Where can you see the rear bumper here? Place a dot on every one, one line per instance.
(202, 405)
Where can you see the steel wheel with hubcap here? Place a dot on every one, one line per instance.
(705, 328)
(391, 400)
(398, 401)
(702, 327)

§ §

Aufgabenstellung
Entnimm der Liste oben sämtliche Zeilen und gib sie Wort für Wort unverändert wieder.

Lösung
Where can you see the rear bumper here? Place a dot on every one, one line per instance.
(202, 405)
Where can you see the steel wheel with hubcap here? Place a dot on every one, one line per instance.
(705, 328)
(391, 400)
(398, 401)
(702, 327)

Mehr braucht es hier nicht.